Content starts

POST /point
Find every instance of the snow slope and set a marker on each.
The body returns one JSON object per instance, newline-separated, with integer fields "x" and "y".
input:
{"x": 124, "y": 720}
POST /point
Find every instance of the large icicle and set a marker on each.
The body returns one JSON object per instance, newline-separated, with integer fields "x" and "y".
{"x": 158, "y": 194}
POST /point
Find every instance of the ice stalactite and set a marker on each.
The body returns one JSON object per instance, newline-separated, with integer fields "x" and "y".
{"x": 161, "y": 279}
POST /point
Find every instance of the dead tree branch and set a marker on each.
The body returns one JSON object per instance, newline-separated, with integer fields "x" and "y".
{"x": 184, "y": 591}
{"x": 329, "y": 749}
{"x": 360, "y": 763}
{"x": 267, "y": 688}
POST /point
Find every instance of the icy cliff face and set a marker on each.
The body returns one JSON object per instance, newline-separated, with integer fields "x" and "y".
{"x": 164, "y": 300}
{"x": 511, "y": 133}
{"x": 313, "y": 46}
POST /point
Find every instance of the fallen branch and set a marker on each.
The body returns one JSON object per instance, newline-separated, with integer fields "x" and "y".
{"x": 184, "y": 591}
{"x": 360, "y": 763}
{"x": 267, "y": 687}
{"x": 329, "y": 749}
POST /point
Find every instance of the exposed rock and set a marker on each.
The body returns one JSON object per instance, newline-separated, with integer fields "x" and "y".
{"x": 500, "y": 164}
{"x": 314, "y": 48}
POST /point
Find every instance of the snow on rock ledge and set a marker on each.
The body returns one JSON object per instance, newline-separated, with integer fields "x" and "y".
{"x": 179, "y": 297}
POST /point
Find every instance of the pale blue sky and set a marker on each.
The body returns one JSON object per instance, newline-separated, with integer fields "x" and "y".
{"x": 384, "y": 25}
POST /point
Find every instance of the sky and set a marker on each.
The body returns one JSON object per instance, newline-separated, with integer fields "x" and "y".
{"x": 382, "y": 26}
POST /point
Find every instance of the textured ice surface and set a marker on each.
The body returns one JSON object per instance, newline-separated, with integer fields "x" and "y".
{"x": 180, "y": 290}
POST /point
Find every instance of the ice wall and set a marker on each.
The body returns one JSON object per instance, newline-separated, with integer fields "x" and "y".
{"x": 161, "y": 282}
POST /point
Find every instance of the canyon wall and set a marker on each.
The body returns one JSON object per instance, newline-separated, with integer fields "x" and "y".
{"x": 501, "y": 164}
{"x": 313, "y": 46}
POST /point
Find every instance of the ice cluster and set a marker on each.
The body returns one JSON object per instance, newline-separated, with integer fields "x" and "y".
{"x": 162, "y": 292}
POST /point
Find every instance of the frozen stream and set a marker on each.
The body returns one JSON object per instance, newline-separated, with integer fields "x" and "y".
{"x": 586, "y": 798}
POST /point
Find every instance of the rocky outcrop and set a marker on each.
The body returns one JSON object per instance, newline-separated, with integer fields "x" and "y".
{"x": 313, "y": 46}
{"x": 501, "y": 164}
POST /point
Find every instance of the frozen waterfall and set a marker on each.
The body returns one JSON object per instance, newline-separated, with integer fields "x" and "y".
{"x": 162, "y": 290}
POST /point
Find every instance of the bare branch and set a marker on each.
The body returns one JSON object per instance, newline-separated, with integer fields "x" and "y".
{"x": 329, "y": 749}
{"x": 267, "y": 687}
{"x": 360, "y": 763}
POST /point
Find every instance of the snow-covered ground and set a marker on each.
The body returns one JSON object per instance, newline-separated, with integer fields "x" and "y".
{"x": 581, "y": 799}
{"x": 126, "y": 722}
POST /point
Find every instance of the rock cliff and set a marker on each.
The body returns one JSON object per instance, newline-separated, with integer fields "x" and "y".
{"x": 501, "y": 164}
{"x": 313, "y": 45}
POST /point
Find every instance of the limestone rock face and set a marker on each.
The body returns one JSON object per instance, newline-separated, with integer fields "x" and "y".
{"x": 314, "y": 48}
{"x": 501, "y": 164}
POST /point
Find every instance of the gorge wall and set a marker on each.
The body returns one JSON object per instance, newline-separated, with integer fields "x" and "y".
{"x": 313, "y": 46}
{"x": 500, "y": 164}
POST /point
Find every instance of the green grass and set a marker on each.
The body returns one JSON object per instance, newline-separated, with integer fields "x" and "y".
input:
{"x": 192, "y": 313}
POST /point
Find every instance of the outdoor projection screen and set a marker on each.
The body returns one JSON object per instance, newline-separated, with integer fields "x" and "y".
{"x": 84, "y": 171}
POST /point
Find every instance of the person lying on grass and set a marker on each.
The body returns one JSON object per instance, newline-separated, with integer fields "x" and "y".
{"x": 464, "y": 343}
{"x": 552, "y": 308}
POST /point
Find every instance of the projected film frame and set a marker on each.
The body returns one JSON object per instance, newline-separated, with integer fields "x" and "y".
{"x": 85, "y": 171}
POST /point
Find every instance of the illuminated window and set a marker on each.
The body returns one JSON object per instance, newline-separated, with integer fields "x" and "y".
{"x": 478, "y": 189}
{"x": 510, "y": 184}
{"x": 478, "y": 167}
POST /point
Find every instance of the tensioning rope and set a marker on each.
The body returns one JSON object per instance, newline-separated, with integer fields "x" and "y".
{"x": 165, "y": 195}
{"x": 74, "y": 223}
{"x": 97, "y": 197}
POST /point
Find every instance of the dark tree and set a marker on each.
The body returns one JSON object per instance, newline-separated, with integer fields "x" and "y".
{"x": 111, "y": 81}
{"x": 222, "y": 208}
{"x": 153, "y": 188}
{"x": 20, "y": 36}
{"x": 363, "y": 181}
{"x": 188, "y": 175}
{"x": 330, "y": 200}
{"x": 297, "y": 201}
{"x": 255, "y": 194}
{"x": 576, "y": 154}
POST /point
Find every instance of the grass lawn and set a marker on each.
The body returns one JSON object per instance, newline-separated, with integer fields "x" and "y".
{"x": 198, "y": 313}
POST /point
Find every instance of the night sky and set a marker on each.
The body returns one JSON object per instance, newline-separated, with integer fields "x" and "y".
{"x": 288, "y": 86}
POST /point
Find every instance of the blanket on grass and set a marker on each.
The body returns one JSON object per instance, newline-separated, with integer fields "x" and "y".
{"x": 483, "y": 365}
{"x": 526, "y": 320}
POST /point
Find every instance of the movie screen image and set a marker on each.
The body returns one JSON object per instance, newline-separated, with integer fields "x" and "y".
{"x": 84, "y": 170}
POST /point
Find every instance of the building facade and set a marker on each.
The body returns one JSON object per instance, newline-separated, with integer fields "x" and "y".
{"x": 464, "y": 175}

Content ends

TASK OBJECTIVE >> Each of the entries above needs to be given again exactly.

OUTPUT OF THE TASK >>
POST /point
Find every instance of the snow slope and set a marker on each.
The body returns one JSON object per instance, newline-separated, with integer fields "x" and "y".
input:
{"x": 124, "y": 720}
POST /point
Find every instance of the large icicle and set a marker on each.
The body returns one JSON object per instance, newline-separated, with integer fields "x" and "y".
{"x": 158, "y": 194}
POST /point
Find every instance of the ice stalactite and set a marker on each.
The body returns one JSON object per instance, newline-separated, with integer fields "x" and "y".
{"x": 161, "y": 279}
POST /point
Find every instance of the dead tree branch and set a marker on each.
The body returns one JSON object per instance, newline-separated, with integer fields "x" and "y".
{"x": 184, "y": 591}
{"x": 329, "y": 749}
{"x": 360, "y": 763}
{"x": 267, "y": 688}
POST /point
Find every instance of the icy cliff face and set a marker on each.
The body returns one JSON object per instance, newline-separated, with integer fields "x" and "y".
{"x": 164, "y": 300}
{"x": 511, "y": 133}
{"x": 313, "y": 46}
POST /point
Find every instance of the fallen branch and set a marker on each.
The body returns one JSON object per instance, newline-separated, with integer fields "x" and "y".
{"x": 184, "y": 591}
{"x": 360, "y": 763}
{"x": 267, "y": 687}
{"x": 329, "y": 749}
POST /point
Find every instance of the exposed rock and set a marker on each.
The body returns one JSON object per instance, newline-separated, with integer fields "x" and "y".
{"x": 500, "y": 164}
{"x": 314, "y": 48}
POST /point
Find every instance of the snow on rock ledge and set a marker on each.
The body returns one JSON object per instance, newline-separated, with integer fields "x" and "y".
{"x": 179, "y": 297}
POST /point
Find every instance of the pale blue sky and set a marker on each.
The body returns one JSON object per instance, newline-separated, with integer fields "x" and "y".
{"x": 384, "y": 25}
POST /point
Find every instance of the sky and set a marker on each.
The body returns one JSON object per instance, newline-separated, with integer fields "x" and "y".
{"x": 382, "y": 26}
POST /point
Find every instance of the textured ice surface and set a marker on each.
The body returns one JSON object per instance, newline-separated, with integer fields "x" and "y".
{"x": 180, "y": 290}
POST /point
Find every instance of the ice wall and set a marker on each.
The body returns one JSON object per instance, newline-separated, with integer fields "x" and "y".
{"x": 161, "y": 282}
POST /point
Find every instance of the canyon wall and set a marker on each.
The body returns one JSON object per instance, newline-separated, with integer fields "x" and "y".
{"x": 501, "y": 164}
{"x": 313, "y": 46}
POST /point
Find every instance of the ice cluster and set a marker on each.
The body returns one JSON object per instance, newline-separated, with integer fields "x" and "y".
{"x": 162, "y": 292}
POST /point
Find every instance of the frozen stream and set a marker on each.
The body returns one JSON object per instance, newline-separated, with integer fields "x" and "y".
{"x": 586, "y": 798}
POST /point
Find every instance of the rocky outcrop and set a marker on each.
The body returns one JSON object per instance, newline-separated, with integer fields "x" and "y".
{"x": 313, "y": 46}
{"x": 501, "y": 164}
POST /point
Find every instance of the frozen waterfall and set a marker on each.
The body returns one JSON object per instance, newline-separated, with integer fields "x" and "y".
{"x": 162, "y": 290}
POST /point
Find every instance of the bare branch and set a marker on each.
The body returns one JSON object per instance, newline-separated, with integer fields "x" and "y".
{"x": 329, "y": 749}
{"x": 267, "y": 687}
{"x": 360, "y": 763}
POST /point
Find every instance of the snow-covered ground and set a marker on each.
The body returns one JSON object per instance, newline-separated, with integer fields "x" and "y".
{"x": 581, "y": 799}
{"x": 126, "y": 722}
POST /point
Find every instance of the rock cliff and set a marker on each.
The body returns one JSON object per instance, newline-separated, with integer fields "x" and "y".
{"x": 501, "y": 164}
{"x": 313, "y": 45}
POST /point
Find every instance of the limestone rock face and set a marker on each.
The body returns one JSON object per instance, newline-separated, with integer fields "x" and "y".
{"x": 314, "y": 48}
{"x": 501, "y": 164}
POST /point
Find every instance of the gorge wall and set a marker on each.
The body returns one JSON object per instance, newline-separated, with integer fields "x" and "y".
{"x": 313, "y": 46}
{"x": 500, "y": 164}
POST /point
Find every instance of the green grass and set a marker on each.
The body returns one JSON object per instance, newline-separated, with integer fields "x" and "y".
input:
{"x": 192, "y": 313}
POST /point
Find every instance of the outdoor projection screen and set a marker on each.
The body returns one JSON object per instance, newline-separated, with integer fields "x" and "y".
{"x": 84, "y": 171}
POST /point
Find every instance of the person lying on grass and set a marker on each.
The body returns one JSON object per instance, newline-separated, with integer fields "x" and "y".
{"x": 464, "y": 343}
{"x": 552, "y": 308}
POST /point
Find every instance of the projected film frame and set a marker on each.
The body returns one JSON object per instance, newline-separated, with integer fields "x" and "y".
{"x": 85, "y": 171}
POST /point
Find every instance of the illuminated window and set a marker on each.
The body returns one JSON object per instance, newline-separated, with integer fields "x" and "y".
{"x": 478, "y": 189}
{"x": 510, "y": 184}
{"x": 478, "y": 167}
POST /point
Find every instance of the tensioning rope and set a marker on each.
The body returns one JSON object per instance, newline-separated, with integer fields "x" and "y".
{"x": 165, "y": 195}
{"x": 74, "y": 223}
{"x": 97, "y": 197}
POST /point
Find every instance of the dark tree and set a marker on each.
The body returns one JSON object per instance, newline-separated, with integer fields "x" and "y".
{"x": 111, "y": 81}
{"x": 222, "y": 208}
{"x": 153, "y": 188}
{"x": 20, "y": 36}
{"x": 363, "y": 181}
{"x": 188, "y": 175}
{"x": 330, "y": 200}
{"x": 297, "y": 201}
{"x": 255, "y": 194}
{"x": 576, "y": 154}
POST /point
Find every instance of the grass lawn and set a marker on each.
The body returns one JSON object per instance, newline-separated, with integer fields "x" and "y".
{"x": 198, "y": 313}
POST /point
Find every instance of the night sky and set a marker on each.
The body returns one JSON object per instance, newline-separated, with integer fields "x" and "y".
{"x": 288, "y": 86}
POST /point
Find every instance of the blanket on grass and set a marker on each.
The body returns one JSON object per instance, newline-separated, with integer fields "x" and "y".
{"x": 483, "y": 365}
{"x": 526, "y": 320}
POST /point
Find every instance of the movie screen image and set a marker on each.
The body returns one JSON object per instance, newline-separated, with integer fields "x" and "y".
{"x": 84, "y": 170}
POST /point
Find every instance of the building facade and set a marker on each.
The body returns one JSON object per instance, newline-separated, with integer fields "x" and "y".
{"x": 464, "y": 175}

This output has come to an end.